— start of MATERIAL SUPPLIED —
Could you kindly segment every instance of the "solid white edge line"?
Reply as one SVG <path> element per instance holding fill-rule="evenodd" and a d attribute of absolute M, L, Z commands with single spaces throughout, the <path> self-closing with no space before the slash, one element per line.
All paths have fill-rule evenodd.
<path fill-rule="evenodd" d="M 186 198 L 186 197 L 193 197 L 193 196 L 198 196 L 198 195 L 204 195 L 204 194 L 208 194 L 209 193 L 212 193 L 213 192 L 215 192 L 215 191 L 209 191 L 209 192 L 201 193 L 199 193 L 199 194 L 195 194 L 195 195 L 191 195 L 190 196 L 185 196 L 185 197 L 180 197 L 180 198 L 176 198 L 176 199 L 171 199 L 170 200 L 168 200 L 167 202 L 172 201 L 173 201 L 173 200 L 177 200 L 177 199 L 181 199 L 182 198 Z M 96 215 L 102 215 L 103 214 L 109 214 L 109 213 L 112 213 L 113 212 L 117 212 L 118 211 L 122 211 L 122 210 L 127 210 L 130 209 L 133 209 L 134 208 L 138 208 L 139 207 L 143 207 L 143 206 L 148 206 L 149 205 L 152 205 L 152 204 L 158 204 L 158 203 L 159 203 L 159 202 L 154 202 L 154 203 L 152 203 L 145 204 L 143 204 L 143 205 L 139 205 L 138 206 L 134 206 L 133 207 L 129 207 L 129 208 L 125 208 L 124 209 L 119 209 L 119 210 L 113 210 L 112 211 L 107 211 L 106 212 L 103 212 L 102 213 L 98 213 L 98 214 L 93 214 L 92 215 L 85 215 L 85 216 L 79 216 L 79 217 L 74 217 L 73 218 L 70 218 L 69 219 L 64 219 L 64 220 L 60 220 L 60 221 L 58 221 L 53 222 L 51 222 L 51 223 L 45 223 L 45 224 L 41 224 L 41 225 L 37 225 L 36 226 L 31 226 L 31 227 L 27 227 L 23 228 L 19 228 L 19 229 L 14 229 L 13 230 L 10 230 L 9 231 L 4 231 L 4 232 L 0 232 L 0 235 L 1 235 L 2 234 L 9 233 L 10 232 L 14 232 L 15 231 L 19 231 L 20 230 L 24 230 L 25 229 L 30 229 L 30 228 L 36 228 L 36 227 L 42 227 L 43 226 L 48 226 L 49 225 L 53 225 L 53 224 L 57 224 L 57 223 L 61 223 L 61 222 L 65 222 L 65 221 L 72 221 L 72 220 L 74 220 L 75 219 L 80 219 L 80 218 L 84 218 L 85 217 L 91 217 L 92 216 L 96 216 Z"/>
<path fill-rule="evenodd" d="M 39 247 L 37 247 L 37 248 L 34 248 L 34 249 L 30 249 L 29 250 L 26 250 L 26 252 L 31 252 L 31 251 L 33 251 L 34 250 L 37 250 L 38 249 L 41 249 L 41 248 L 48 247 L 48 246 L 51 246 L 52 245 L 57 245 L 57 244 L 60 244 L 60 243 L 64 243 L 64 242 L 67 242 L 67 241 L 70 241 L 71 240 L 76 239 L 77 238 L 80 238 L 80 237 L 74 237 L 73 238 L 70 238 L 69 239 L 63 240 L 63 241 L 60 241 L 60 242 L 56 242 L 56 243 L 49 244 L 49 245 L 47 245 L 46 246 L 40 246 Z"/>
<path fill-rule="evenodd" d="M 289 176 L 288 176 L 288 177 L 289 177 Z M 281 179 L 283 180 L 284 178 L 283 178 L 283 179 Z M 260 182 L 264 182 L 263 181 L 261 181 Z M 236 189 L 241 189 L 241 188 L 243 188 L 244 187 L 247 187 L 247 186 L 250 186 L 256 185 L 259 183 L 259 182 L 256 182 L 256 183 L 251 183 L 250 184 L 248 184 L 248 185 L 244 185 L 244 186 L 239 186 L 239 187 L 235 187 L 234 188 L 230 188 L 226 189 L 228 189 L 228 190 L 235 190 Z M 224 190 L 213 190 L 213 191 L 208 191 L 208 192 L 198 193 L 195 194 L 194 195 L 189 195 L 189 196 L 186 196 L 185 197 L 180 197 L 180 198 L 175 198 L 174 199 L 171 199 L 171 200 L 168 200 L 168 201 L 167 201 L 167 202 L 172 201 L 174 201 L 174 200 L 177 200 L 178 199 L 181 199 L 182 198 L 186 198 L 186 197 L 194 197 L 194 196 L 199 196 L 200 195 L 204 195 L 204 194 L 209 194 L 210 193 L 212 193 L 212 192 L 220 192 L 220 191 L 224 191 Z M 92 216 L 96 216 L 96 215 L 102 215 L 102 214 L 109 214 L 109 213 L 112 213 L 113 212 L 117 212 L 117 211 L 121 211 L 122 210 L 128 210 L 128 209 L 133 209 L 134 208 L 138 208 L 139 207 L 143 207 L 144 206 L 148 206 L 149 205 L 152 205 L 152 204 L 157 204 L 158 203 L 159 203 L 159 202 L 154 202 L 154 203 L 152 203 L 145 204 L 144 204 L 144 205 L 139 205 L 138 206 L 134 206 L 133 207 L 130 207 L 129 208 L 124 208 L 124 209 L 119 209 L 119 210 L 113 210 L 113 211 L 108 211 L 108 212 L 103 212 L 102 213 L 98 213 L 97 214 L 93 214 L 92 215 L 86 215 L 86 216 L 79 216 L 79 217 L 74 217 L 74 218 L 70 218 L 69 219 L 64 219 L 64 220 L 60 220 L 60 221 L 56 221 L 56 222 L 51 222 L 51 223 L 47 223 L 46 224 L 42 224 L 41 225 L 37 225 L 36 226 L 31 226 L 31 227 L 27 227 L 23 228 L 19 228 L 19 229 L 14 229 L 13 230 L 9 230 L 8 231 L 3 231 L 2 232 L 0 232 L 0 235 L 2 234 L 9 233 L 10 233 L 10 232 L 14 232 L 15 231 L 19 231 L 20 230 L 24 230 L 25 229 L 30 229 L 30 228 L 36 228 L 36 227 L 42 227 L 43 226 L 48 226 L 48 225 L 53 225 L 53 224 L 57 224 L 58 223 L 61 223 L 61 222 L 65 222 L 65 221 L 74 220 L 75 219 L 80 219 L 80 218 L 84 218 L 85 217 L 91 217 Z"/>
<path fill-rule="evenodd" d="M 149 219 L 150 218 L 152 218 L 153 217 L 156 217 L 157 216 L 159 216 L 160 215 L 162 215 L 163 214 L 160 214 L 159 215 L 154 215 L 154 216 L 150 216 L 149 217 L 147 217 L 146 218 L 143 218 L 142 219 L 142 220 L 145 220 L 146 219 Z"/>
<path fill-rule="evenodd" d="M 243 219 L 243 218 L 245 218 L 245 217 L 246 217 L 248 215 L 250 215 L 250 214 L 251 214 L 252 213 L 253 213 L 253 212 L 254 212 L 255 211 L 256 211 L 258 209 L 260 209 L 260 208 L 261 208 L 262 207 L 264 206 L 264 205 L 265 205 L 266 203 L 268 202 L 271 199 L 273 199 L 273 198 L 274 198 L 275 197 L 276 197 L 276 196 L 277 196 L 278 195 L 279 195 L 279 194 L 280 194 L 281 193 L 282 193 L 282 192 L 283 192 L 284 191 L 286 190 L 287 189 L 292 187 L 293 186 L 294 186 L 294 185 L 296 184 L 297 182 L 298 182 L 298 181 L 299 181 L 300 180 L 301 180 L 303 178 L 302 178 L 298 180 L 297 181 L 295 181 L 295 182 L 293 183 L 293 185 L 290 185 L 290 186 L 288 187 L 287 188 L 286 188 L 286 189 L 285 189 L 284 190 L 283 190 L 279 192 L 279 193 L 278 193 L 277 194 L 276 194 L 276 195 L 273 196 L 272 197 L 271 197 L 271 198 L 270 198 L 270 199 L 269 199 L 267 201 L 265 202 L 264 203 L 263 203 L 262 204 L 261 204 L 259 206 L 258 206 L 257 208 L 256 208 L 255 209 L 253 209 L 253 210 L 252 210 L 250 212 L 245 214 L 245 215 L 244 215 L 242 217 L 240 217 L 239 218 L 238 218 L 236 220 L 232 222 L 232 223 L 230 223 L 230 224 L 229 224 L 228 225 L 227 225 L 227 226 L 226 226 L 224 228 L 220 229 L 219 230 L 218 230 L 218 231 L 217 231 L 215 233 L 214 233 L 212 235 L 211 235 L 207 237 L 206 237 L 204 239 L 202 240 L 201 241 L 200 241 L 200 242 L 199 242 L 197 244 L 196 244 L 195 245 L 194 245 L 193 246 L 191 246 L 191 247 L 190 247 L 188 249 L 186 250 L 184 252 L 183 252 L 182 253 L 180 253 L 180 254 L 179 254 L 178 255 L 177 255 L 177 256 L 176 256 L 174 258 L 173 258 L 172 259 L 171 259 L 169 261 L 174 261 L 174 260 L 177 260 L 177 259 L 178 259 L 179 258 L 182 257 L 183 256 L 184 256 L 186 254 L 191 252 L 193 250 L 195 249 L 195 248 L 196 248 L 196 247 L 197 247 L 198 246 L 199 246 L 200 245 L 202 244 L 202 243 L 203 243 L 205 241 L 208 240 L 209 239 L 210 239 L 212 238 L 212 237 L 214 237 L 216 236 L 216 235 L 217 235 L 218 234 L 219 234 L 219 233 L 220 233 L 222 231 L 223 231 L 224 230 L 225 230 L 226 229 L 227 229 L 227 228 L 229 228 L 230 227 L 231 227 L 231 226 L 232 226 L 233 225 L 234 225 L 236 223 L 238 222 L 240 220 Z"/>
— end of MATERIAL SUPPLIED —
EXERCISE: Which lines in the listing above contain the word "instance"? List each of them in full.

ANSWER IN FULL:
Could you kindly segment every instance of the "solid white edge line"?
Reply as one SVG <path> element per instance holding fill-rule="evenodd" and a d attribute of absolute M, L, Z commands with single spaces throughout, the <path> self-closing with no space before the slash, one element per line.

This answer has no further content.